=== Task goal ===
Keep the images out and copy every entry below exactly.

=== Listed records ===
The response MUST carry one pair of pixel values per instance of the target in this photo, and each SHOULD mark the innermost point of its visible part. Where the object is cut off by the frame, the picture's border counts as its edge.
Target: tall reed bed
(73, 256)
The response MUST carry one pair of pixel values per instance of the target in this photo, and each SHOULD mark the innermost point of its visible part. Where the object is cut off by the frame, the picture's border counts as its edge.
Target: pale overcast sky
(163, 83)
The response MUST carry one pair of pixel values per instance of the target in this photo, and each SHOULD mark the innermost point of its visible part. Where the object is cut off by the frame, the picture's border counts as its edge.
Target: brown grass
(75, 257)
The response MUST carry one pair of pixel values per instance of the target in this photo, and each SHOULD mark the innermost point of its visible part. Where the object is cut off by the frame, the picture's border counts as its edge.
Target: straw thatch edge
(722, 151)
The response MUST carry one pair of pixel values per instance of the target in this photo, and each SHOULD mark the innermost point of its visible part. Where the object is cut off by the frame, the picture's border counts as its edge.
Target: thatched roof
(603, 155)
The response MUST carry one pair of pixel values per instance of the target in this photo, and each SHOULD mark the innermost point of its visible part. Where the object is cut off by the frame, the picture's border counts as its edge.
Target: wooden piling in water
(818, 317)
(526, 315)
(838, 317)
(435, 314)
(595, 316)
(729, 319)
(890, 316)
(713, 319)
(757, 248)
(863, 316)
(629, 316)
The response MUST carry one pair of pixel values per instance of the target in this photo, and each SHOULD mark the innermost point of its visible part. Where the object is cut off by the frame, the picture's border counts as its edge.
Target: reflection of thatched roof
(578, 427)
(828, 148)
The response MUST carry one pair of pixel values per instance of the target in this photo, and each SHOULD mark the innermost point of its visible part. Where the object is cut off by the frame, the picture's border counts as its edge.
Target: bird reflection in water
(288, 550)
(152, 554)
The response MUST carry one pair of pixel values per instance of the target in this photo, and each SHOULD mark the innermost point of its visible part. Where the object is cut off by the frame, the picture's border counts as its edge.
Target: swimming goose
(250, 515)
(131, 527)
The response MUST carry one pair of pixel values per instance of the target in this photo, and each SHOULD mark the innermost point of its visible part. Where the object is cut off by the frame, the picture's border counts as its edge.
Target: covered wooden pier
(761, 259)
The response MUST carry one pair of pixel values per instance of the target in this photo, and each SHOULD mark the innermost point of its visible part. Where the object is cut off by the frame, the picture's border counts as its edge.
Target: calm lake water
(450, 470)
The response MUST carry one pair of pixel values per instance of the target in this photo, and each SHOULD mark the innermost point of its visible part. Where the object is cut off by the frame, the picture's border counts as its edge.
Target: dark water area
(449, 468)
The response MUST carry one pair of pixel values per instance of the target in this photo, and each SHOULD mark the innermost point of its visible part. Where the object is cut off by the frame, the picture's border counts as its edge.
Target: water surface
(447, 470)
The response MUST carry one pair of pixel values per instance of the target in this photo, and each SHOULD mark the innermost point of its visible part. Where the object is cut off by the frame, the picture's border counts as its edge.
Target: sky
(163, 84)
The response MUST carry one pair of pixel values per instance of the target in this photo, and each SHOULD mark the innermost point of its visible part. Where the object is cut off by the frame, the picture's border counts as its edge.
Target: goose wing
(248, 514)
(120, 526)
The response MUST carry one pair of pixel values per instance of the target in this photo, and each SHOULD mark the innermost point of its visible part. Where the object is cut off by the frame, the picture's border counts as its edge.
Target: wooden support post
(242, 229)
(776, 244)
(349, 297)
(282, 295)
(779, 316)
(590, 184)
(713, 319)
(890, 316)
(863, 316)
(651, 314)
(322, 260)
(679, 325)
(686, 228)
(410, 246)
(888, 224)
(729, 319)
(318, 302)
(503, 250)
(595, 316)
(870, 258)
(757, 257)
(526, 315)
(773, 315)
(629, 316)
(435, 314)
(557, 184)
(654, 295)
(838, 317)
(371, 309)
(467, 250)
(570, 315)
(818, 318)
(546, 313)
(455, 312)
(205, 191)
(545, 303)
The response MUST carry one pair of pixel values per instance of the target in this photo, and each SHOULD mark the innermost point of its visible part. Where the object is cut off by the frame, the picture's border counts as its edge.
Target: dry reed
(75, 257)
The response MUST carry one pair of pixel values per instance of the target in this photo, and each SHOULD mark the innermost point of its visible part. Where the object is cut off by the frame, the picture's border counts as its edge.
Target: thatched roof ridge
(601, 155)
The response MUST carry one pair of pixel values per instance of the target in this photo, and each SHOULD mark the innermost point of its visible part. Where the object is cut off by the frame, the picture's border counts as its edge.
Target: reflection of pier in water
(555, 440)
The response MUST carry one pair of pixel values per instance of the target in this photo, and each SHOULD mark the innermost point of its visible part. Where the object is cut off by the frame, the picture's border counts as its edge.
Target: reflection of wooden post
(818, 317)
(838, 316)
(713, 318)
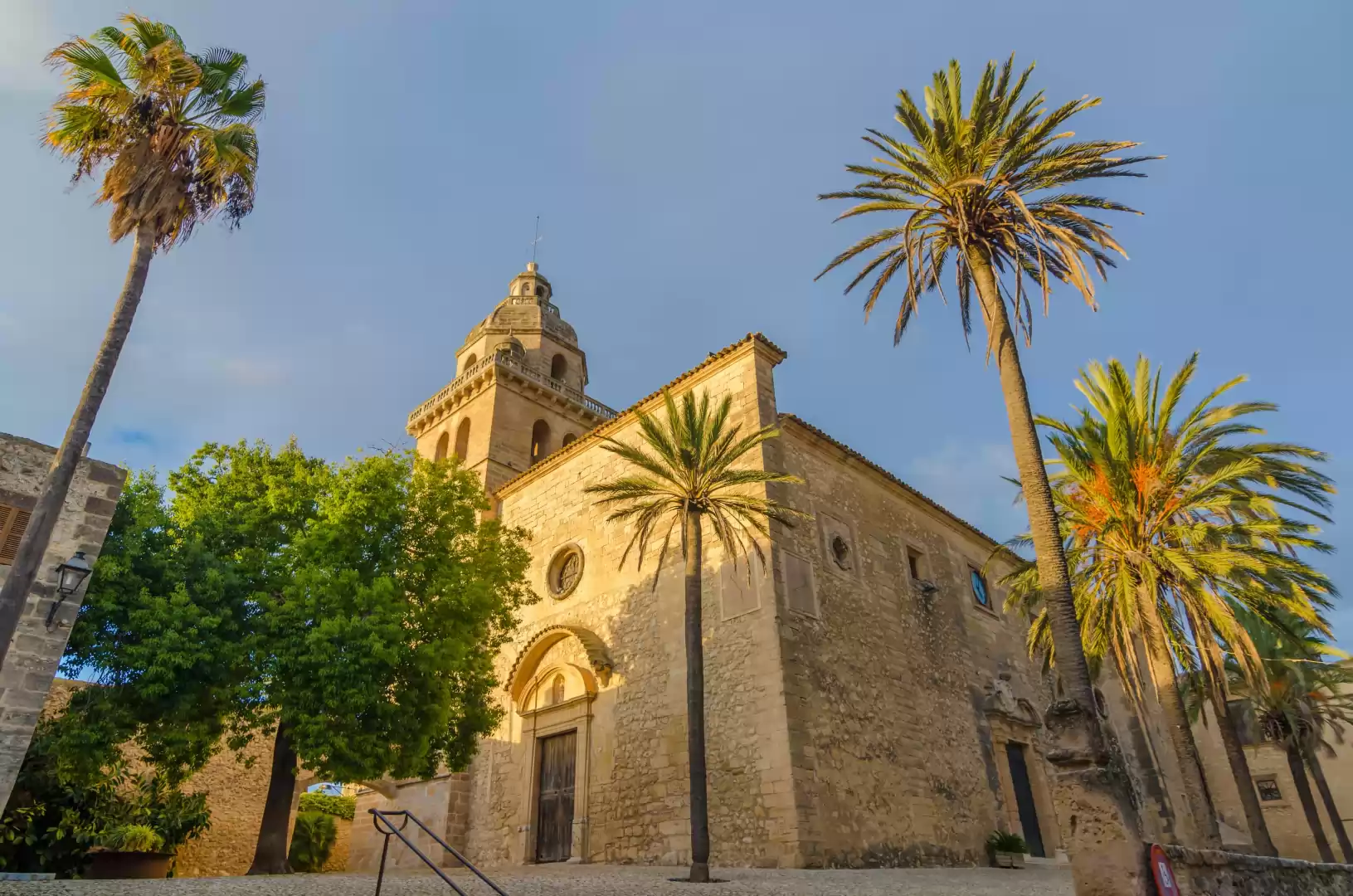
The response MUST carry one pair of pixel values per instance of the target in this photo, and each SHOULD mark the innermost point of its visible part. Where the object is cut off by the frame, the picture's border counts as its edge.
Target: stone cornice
(823, 441)
(491, 368)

=== Solution for this task ===
The response MUST carry one pair of pixel values per instance of the target in this photo, and each SHOULD mark the innermost point of its visible part. Where the object is cut off by the frame, the picture's border counts as its edge.
Target: tall reed bed
(73, 256)
The response MUST carry one pair of pixel values per instance of the target in this photo, and each SHOULD mark the innermost point of its visible part. Where the object is cut off by the frame, the picture's border counts as its edge.
Target: pale overcast sky
(163, 83)
The response MUST carry one pair of pixel values per instance of the target in this photo, and each SHOULD mark the innermost point of its visible part. Where the object is cut off by the frame, the picture's border counts as its edge.
Target: brown grass
(75, 257)
The response MUST carry one pair of pixel values per instance of the target in this photo, and each SHOULD mark the innermost point of its visible part. Where the object is cut off by the frame, the picture's border counts as its edge.
Target: straw thatch edge
(722, 151)
The response MUST carry one pair of pixel values per instance of the target in this photo, and each SHOULD mark the innermost point of its visible part. Where the object is cut off by the frame, the picture's border counts as its edge.
Target: thatched roof
(603, 155)
The response MUST carry one pair of pixel values per instance of the target in this photo, and each SHOULD mark the innermost point of its visible part. Where the object is cut off by the frame, the picture's border counts as its edge.
Target: wooden piling in water
(818, 317)
(526, 315)
(838, 317)
(435, 314)
(595, 316)
(729, 319)
(890, 316)
(713, 319)
(757, 248)
(863, 316)
(629, 316)
The response MUST carry one pair of pixel values per instance of the target in this photo, and each SHOULD mark the innermost point of its visible part. Where the object is cut off by the frame, the picture's border counts as its edge.
Target: reflection of thatched roof
(578, 427)
(828, 148)
The response MUST carry one pair of pixel values per instance of the target in this photo, and each SHOULD mark the innermost point of its visible part. Where the object is cut off by the frame, the picture's border counts as its edge.
Target: bird reflection in water
(288, 550)
(152, 554)
The response MUST carry one pair of pixel values per instance of the target in this photo, and each SHOULD mark the innermost point of its visible part. Where the object is cut off by the frame, the picture's border counts as its edge.
Target: swimming goose
(250, 515)
(131, 527)
The response MUST carry one pair of pixel values per instance of the target in this photo, and each SHOULD mark the innermost point of its visible part. Where the object is cut off by the frame, the picture's border counts as its edge.
Target: covered wooden pier
(761, 259)
The response MUST carry one pair of pixel values per instance of the target in this photo, and each SHOULD mark the innermost point of its visible part. Where the object is cut off by the frame, the picture's border counts as its edge.
Target: calm lake water
(450, 470)
The response MUST carry one pair of pixel values per instance of the target in this photo, and each SHOULD mark the innermost point of its visible part. Where the object is cut off by the frame, the picture's border counts as its edge.
Target: dark water area
(449, 468)
The response MUST carry one pair of pixel values per instance of the target in this photo, and each SHOULD mark the innermost point of its visible part. Where the object is cut off by the frame, the picture's border counts as its edge.
Target: water surface
(447, 470)
The response MUST carry one pair of pixel values per instance of the target in this photo, and each SHOULD mark the innermost point of its visible part. Where the object is cut off by the frame, the picture's border counts as its edge.
Target: sky
(163, 84)
The response MUST carry one pair of pixel values per instance of the target in this photo, and each SHOULD mark the innermost point of its visible part. Where the object is cut off by the frame, the picture's border counts as its edge.
Target: goose wing
(248, 514)
(120, 526)
The response MUST carry one pair of pixel values per instance of the target in this photo, and each SHOULD mark the innermost point of its visible part. Where the object is cut off by the frame, the picture's border counts as its edge.
Target: wooden support post
(242, 229)
(776, 244)
(349, 297)
(282, 295)
(779, 316)
(590, 184)
(713, 319)
(890, 316)
(863, 316)
(651, 314)
(322, 260)
(679, 325)
(686, 228)
(410, 246)
(888, 224)
(729, 319)
(318, 302)
(503, 250)
(595, 316)
(870, 258)
(757, 257)
(526, 315)
(773, 315)
(629, 316)
(435, 314)
(557, 184)
(654, 295)
(838, 317)
(371, 309)
(467, 250)
(570, 315)
(818, 318)
(546, 313)
(455, 312)
(205, 191)
(545, 303)
The response MUST carry one pair of pixel values per instance of the target in this photo, and each SHOULD mark the innermost point of its visible part. Where the object is cut off by the frame, the picture's border counts as its edge.
Target: dry reed
(75, 257)
The response MUST carry one pair of pixel values per instance of the target in this photo, and each SHOULD mark the innermost point of its visible part. Where the object is cut off by the frame, the picture's border counts as its edge.
Target: thatched roof ridge
(601, 155)
The response MUST carry one pair of pixel values per instance of the target in this photo, and each SHOULD mark the innermost point of its visible part. Where the object is cut off by the frame, the picture's border counts as its edge.
Target: reflection of pier in water
(555, 440)
The response MUST carry one pair of pixel values per instance of the target in this photo, and each SHOULD mark the innermost point of its visible part. Where the object is cut off by the frame, the picture's border counts as its edge.
Target: reflection of wooden post
(818, 317)
(838, 316)
(713, 318)
The response MUST carry one pair of pixel values per instance of the target in this photo, and each SHOULD mark the innermost point of its visible part. Where the object is cut off by the frame, the picture's border counts as its edge.
Target: stone cornice
(823, 441)
(491, 368)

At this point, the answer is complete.